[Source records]
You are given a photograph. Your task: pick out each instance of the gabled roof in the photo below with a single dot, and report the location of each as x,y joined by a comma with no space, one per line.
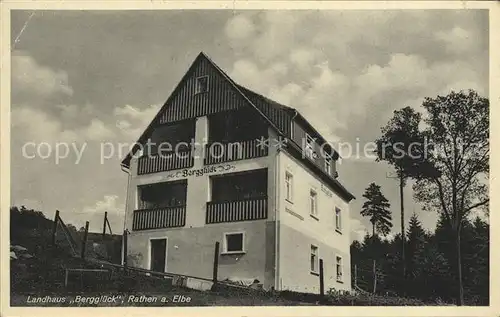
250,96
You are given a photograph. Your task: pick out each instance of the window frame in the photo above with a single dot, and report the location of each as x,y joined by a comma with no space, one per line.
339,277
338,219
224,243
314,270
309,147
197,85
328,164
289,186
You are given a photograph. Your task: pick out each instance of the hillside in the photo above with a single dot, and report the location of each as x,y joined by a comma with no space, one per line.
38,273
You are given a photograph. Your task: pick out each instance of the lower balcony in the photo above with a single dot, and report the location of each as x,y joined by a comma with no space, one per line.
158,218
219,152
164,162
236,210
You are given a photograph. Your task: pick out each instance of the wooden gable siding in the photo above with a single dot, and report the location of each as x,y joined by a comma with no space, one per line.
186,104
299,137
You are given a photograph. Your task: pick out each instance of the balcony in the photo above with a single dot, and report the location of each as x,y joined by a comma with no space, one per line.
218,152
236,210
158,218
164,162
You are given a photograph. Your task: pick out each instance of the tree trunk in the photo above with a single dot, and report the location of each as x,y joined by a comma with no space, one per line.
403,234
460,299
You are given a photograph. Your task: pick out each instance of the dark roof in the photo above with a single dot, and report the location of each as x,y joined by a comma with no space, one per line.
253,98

Task –
Leave the images out and transcribe the remaining data above word for word.

Result of this exercise –
You are given a photograph. Your task: pick out each instance of the gabled roof in the photo below with a single dot, and report the location of each as x,y joined by a comma with no space, one per line.
250,96
You are given a photograph. Your task: pick out each instance of the window frame in the photo above with a single dot, and report the location of each as x,y joined by a comma with no space, one per line.
339,277
338,219
224,243
314,270
309,147
197,85
328,164
289,186
You are given a photograph. Your task: pick out each instance of the hillside in the photo above with a single dot, and report the location of each as x,y joined by a comma with no space, one per line.
38,273
You are given a photograph. Your task: pick out each instance of the lower balcony in the photo above with a single dot, and report the location of each as x,y joined by a comma with no space, one per line.
158,218
219,152
164,162
236,210
You are given a photograph. Your task: pick out each instance of the wooden gable siding in the photo above with a single dot, and report the location of each as x,y joined by a comma with no space, one per line.
186,104
299,137
You are given a photograph. Your task: pick out each instance of the balcony in the photo above with a single dot, and report the location of each as x,y joined by a comma with no space, one per line.
218,152
236,210
158,218
164,162
You are given a photograph. Your task: pick out each instance of the tree trunk in the photo above with a single dot, and report the location of each as x,y joined by a comma with no space, one per line.
403,234
460,299
You are given a photograph. Your task: pick out each instance of the dark roof in the photo above with a single dot, and report the location of each as x,y joined by a comma with no space, one per line.
253,98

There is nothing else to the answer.